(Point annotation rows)
______________________________
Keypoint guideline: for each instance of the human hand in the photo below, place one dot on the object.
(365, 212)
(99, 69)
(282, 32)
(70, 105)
______________________________
What the exercise asks:
Rewrite the rows above, substituting "marker" for "dot" and leaving everything else unchanged.

Exercise result:
Keypoint guideline: for each instance of the human hand in the photo below, place one marker on the object.
(365, 212)
(99, 69)
(282, 32)
(70, 105)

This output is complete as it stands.